Source material:
○ ○ ○ ○

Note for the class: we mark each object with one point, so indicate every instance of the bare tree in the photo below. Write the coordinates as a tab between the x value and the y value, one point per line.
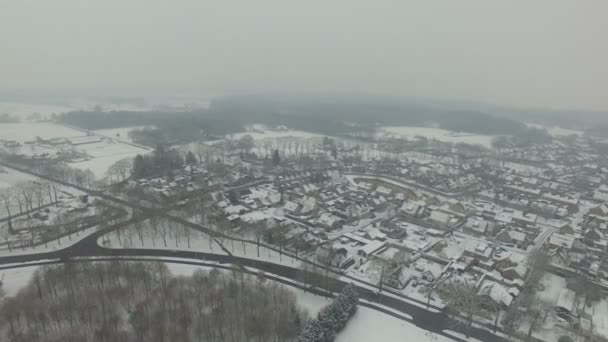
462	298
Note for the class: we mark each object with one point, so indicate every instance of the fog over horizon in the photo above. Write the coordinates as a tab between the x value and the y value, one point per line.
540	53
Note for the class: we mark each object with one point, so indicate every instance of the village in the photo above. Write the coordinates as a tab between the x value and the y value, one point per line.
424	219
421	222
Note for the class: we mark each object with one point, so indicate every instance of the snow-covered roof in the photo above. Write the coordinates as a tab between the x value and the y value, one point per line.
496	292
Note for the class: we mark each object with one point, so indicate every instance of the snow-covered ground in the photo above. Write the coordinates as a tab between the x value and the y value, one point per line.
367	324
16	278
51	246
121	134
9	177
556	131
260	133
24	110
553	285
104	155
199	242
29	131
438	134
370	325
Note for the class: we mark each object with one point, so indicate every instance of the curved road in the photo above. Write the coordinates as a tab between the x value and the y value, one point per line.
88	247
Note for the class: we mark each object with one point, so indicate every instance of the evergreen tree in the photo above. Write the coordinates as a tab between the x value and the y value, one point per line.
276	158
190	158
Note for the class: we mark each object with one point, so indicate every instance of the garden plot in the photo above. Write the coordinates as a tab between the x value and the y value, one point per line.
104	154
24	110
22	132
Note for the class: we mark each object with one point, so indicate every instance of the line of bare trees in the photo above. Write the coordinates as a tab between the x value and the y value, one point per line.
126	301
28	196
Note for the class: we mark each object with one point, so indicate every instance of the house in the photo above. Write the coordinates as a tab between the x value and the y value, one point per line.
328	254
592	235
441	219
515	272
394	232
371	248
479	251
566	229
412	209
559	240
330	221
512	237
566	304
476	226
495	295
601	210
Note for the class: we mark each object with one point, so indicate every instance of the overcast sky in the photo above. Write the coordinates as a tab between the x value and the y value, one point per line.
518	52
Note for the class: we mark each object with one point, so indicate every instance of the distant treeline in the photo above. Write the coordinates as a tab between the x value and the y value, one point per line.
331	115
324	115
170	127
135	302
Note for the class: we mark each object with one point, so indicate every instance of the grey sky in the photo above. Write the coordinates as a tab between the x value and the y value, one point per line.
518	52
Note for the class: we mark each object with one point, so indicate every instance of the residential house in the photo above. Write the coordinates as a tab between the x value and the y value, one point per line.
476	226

○ ○ ○ ○

All of the records above should be returned exactly, though the pictures should not.

Response area:
Note for the class: we mark each object with one point, so indicate every instance of the bare tree in the photo below. Write the coordinates as a tab between the x value and the y value, one point per line.
462	298
Note for the class: we mark each object with one point, so indicate every instance of the fog over horizon in the photo above. Write the coordinates as a tab between the x value and the y value, one point per line.
540	53
Note for the class: we mark each object with one point, so indicate every instance of the village in the photo above. Write the coordinates as a tab between the x value and the y value, one point per line.
424	219
421	222
Note for the class: we mark each object with one point, so indicate every instance of the snow-covered roof in the photo above. Write the coordinates as a tab between the x value and the y value, one point per line.
496	292
Note for the class: we mark each object with one point, so indicate every instance of the snow-covered ground in the photo above. Write the coordinates as a tab between the x value and the y value, one point per line.
367	324
16	278
51	246
121	134
9	177
556	131
260	133
24	110
553	285
104	155
199	242
29	131
438	134
370	325
Note for the class: we mark each object with one point, so indicate every instance of the curved road in the photo above. Write the coordinates as a tab between the x value and the y value, one point per line.
88	247
Note for the class: we mark each object with one point, so indicate every instance of the evergreen tree in the photo above. Write the coordinates as a tab between the x value and the y value, one point per line.
276	158
190	158
Note for the class: we mark each object with one point, so indicate every instance of the garden plot in the photo above. Write the coordinates as a tab between the x value and the y value, one point per line.
104	154
24	110
22	132
Note for the class: we mark each object with one point, so indicate every instance of the line of bare trees in the photo above. Write the coordinates as a tab between the x value and the y value, one point per line.
126	301
28	196
Note for the class: we mark each object with one point, so indicate every instance of the house in the photo above. Write the coordinates as a tab between the x value and the y value, one point per line.
328	254
592	235
441	219
515	272
394	232
371	248
479	251
566	229
412	209
559	240
330	221
512	237
566	304
476	226
495	295
601	210
Note for the class: we mark each object with one point, so indicate every instance of the overcast sky in the photo above. Write the coordinates as a tab between the x value and the y value, one point per line.
518	52
Note for the class: we mark each object with one point, so indicate every instance of the distant treeline in the photo above. Write the coordinates as a tab between the x value and the y value, one point per line.
331	115
324	115
170	127
135	302
Note for the class: we mark each object with one point, so indicate every instance of the grey sky in the photo above. Write the coordinates as a tab between the x value and the y value, one point per line.
518	52
Note for the class: we mark each object with one point, so indicate every instance of the residential house in the photo above. Write the coordinates as a tab between the x value and the y value, one point per line.
476	226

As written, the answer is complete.